> **Directive**
What's needed is an exact copy of the lines from the one that contains "locate the shadow" to the end of the data below, leaving the pictures out.

(Part of a data file)
++++++++++

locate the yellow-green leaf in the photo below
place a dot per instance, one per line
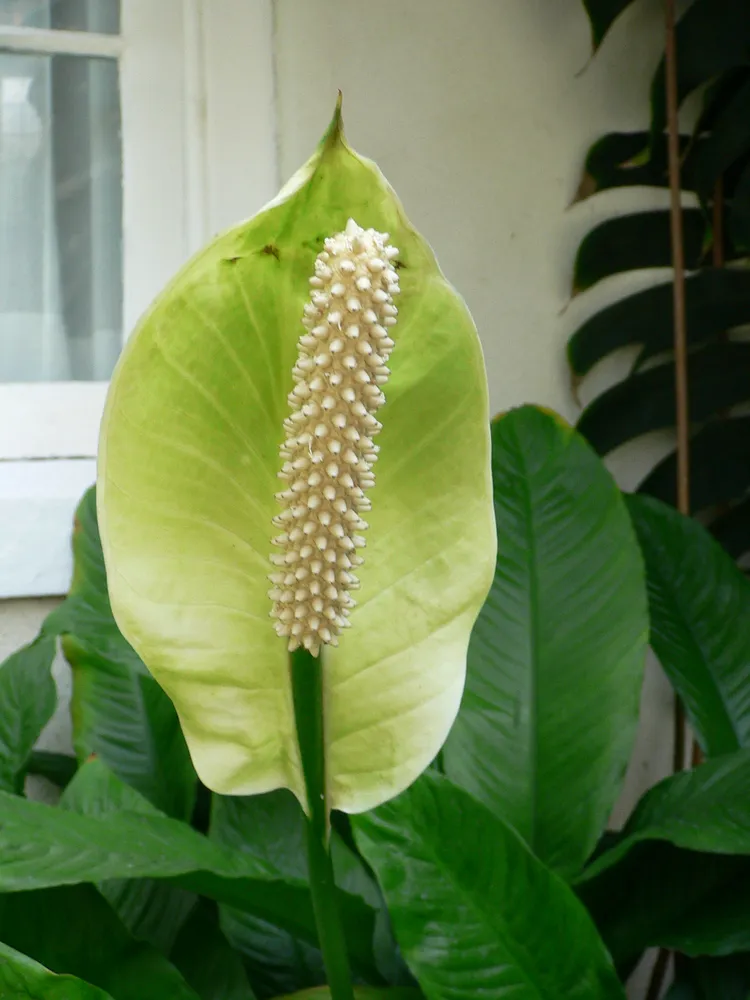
(188, 472)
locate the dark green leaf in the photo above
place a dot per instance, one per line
(728, 140)
(706, 809)
(119, 712)
(556, 658)
(712, 979)
(151, 910)
(21, 978)
(718, 378)
(473, 910)
(602, 14)
(41, 846)
(719, 466)
(659, 895)
(624, 159)
(700, 622)
(732, 529)
(740, 212)
(123, 716)
(654, 888)
(73, 930)
(204, 957)
(59, 768)
(717, 300)
(639, 240)
(711, 38)
(360, 993)
(86, 611)
(27, 700)
(271, 828)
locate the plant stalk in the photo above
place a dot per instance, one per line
(681, 374)
(680, 321)
(307, 686)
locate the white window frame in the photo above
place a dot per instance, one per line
(199, 153)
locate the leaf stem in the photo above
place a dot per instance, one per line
(308, 710)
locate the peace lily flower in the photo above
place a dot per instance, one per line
(241, 424)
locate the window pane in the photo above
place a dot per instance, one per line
(67, 15)
(60, 218)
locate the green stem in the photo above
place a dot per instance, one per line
(308, 710)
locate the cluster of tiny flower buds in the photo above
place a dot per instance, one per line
(328, 453)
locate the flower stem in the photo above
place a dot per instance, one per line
(308, 710)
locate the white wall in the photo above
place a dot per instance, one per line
(480, 113)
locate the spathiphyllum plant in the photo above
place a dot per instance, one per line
(242, 421)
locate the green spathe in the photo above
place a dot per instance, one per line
(187, 475)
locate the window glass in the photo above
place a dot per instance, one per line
(67, 15)
(60, 217)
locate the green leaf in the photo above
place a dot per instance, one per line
(27, 698)
(122, 715)
(205, 959)
(41, 846)
(602, 14)
(659, 895)
(151, 910)
(740, 212)
(718, 378)
(556, 659)
(21, 978)
(717, 300)
(729, 139)
(270, 827)
(119, 712)
(713, 36)
(712, 979)
(706, 809)
(700, 622)
(732, 529)
(360, 993)
(719, 466)
(187, 478)
(59, 768)
(654, 888)
(639, 240)
(624, 159)
(86, 611)
(72, 930)
(473, 910)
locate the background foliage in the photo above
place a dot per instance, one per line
(713, 44)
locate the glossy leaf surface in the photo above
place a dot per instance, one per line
(472, 909)
(706, 809)
(719, 466)
(602, 14)
(119, 712)
(21, 978)
(717, 300)
(271, 827)
(556, 658)
(645, 401)
(639, 240)
(151, 909)
(206, 960)
(42, 847)
(188, 472)
(700, 622)
(72, 930)
(27, 700)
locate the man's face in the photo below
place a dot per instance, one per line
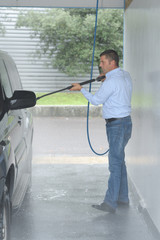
(106, 64)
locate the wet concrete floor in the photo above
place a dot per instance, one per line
(64, 186)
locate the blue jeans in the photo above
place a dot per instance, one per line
(118, 134)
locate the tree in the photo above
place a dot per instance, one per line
(66, 36)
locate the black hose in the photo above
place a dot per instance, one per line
(69, 87)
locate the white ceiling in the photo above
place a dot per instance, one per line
(62, 3)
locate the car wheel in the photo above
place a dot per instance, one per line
(5, 216)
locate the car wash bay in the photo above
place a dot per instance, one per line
(67, 180)
(141, 59)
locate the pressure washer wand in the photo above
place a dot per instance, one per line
(98, 79)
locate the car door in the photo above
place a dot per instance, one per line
(15, 125)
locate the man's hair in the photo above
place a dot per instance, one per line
(111, 55)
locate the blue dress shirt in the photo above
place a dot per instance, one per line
(115, 94)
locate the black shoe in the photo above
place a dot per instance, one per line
(104, 207)
(124, 204)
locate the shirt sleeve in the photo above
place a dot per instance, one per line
(101, 95)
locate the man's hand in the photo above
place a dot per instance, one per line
(76, 87)
(102, 74)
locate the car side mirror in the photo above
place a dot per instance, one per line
(21, 99)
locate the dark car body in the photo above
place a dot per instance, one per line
(16, 134)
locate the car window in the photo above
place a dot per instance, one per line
(13, 74)
(5, 80)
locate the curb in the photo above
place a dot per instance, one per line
(66, 111)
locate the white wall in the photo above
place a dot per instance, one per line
(142, 60)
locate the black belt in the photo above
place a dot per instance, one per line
(113, 119)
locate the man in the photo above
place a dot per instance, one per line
(115, 95)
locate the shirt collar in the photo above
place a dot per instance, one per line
(110, 73)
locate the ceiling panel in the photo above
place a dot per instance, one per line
(62, 3)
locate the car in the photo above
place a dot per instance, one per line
(16, 134)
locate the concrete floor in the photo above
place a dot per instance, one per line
(67, 180)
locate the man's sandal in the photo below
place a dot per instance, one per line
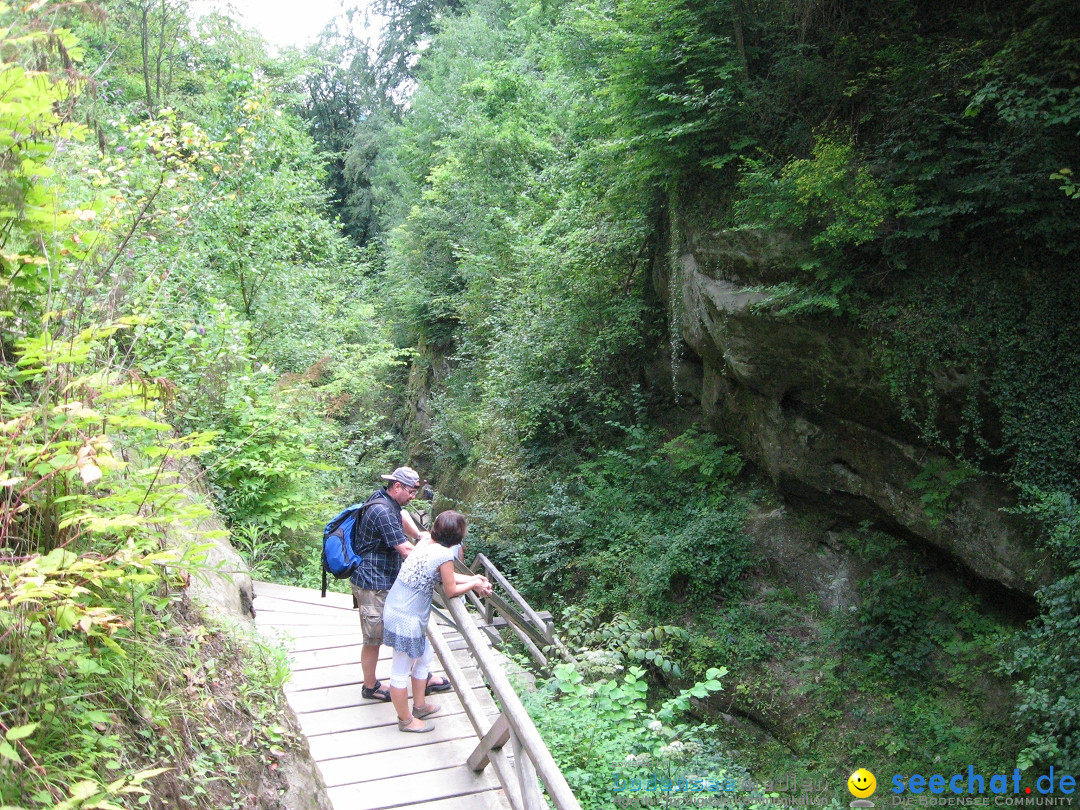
(442, 686)
(376, 692)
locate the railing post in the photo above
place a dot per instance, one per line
(530, 742)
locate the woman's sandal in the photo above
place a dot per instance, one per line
(442, 686)
(376, 692)
(403, 726)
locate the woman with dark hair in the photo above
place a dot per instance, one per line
(406, 611)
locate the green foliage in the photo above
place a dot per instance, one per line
(833, 200)
(1045, 661)
(936, 483)
(597, 730)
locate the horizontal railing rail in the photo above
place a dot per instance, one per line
(530, 755)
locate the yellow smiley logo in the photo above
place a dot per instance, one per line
(862, 783)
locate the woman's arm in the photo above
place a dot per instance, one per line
(455, 584)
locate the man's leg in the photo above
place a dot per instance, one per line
(370, 622)
(368, 660)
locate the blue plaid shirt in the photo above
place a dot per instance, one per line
(376, 540)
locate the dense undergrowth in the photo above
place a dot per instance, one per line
(914, 158)
(173, 298)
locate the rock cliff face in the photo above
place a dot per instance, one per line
(804, 400)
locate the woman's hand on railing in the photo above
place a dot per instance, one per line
(484, 586)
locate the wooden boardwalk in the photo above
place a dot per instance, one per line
(366, 761)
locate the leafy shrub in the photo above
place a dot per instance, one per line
(603, 729)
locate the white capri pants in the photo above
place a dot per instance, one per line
(403, 667)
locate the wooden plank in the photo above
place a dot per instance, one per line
(366, 761)
(301, 594)
(403, 791)
(350, 718)
(342, 675)
(486, 800)
(287, 619)
(387, 738)
(289, 636)
(345, 697)
(292, 606)
(383, 765)
(313, 659)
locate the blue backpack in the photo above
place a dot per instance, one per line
(339, 558)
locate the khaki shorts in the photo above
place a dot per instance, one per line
(370, 612)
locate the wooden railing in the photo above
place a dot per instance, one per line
(536, 631)
(530, 757)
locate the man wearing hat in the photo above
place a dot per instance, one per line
(381, 543)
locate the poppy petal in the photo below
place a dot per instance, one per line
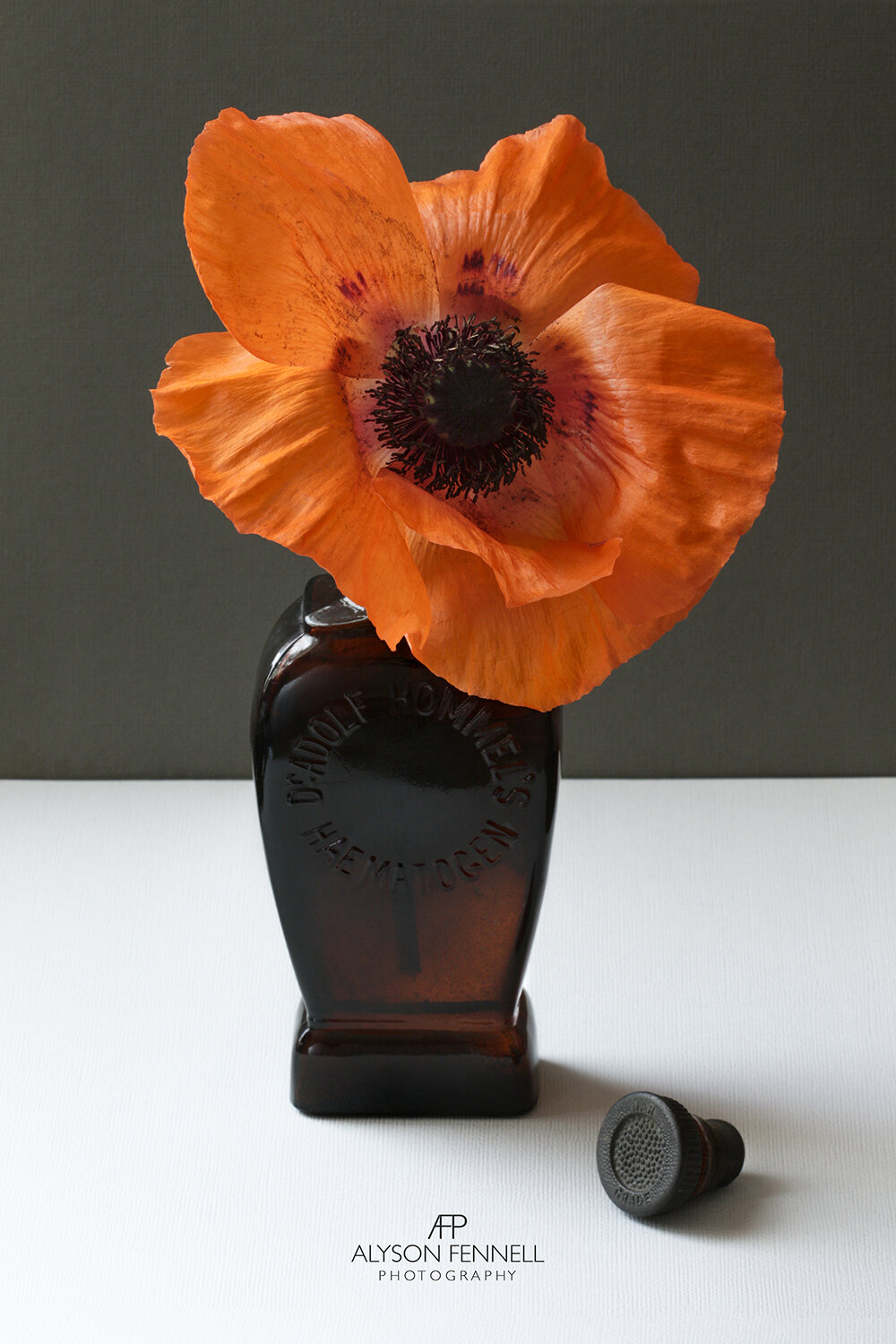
(541, 655)
(527, 567)
(538, 228)
(273, 446)
(667, 432)
(306, 239)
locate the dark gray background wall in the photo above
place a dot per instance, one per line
(759, 136)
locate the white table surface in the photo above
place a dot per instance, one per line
(727, 943)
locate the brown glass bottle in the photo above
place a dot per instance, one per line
(408, 830)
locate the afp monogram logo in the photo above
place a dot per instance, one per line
(447, 1220)
(445, 1258)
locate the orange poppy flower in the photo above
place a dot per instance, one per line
(487, 403)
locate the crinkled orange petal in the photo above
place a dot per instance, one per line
(273, 446)
(525, 567)
(541, 655)
(667, 432)
(306, 239)
(538, 228)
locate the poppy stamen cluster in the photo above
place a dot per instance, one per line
(461, 406)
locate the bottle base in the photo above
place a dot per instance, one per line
(340, 1072)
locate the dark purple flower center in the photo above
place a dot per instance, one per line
(461, 406)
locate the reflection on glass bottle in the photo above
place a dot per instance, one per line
(408, 830)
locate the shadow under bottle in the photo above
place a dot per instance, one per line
(408, 830)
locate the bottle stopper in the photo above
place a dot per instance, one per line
(653, 1155)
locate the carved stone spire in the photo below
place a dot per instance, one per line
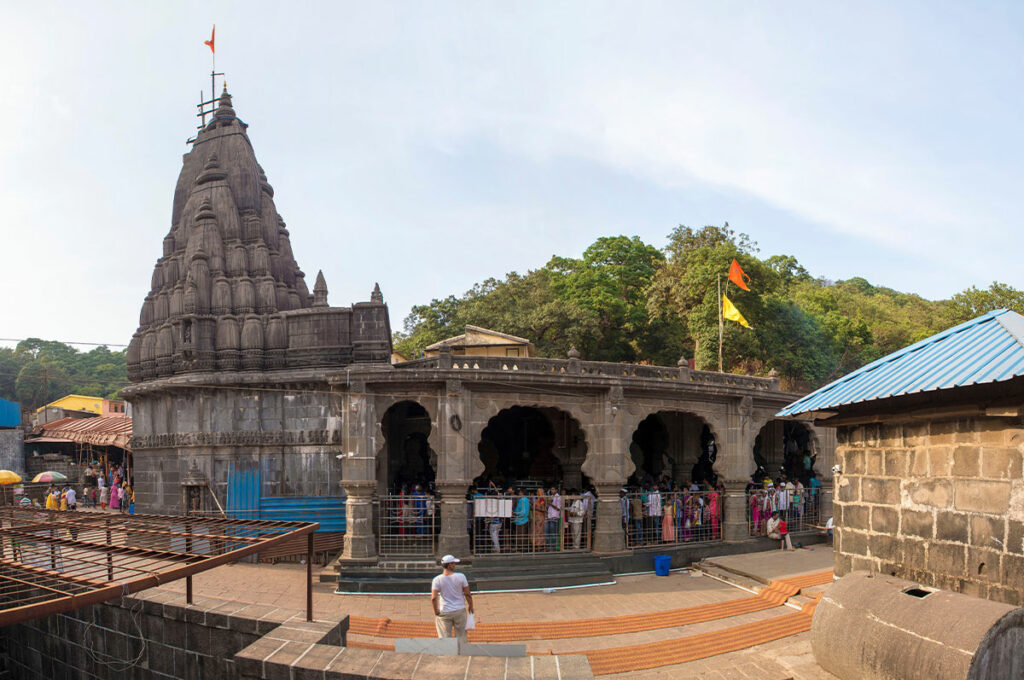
(320, 291)
(226, 286)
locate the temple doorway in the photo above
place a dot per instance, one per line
(673, 447)
(409, 461)
(784, 447)
(530, 448)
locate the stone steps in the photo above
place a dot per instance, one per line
(484, 574)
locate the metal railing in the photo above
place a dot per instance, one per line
(562, 366)
(408, 523)
(671, 517)
(800, 511)
(523, 524)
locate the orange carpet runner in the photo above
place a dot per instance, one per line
(680, 650)
(774, 595)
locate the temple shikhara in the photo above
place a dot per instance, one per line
(253, 394)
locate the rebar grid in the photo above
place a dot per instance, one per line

++++++++++

> **Exercise response**
locate the shadow under bottle in the photo above
place a dot per instance, one per line
(408, 830)
locate the bottle stopper in the photo above
place a dot per instance, one per line
(653, 1155)
locate the carved stone spire in the photo below
place a dot per instance, one per line
(320, 291)
(226, 286)
locate the temple doorway in the photo above
place a dot per instance, one per line
(673, 447)
(409, 461)
(784, 447)
(530, 448)
locate the stone steps in the photo above
place a dot per instance, one per line
(484, 574)
locate the metal railing in the photo above
place a dot per instance, one per line
(562, 366)
(408, 523)
(671, 517)
(800, 511)
(523, 524)
locate the orange carpet runner in the photo above
place a dot per instance, one per line
(680, 650)
(774, 595)
locate the temple shikhara in the photo above
place a dot per instance, one per line
(253, 394)
locate the rebar grid in the photo above
place a dot per instance, one per line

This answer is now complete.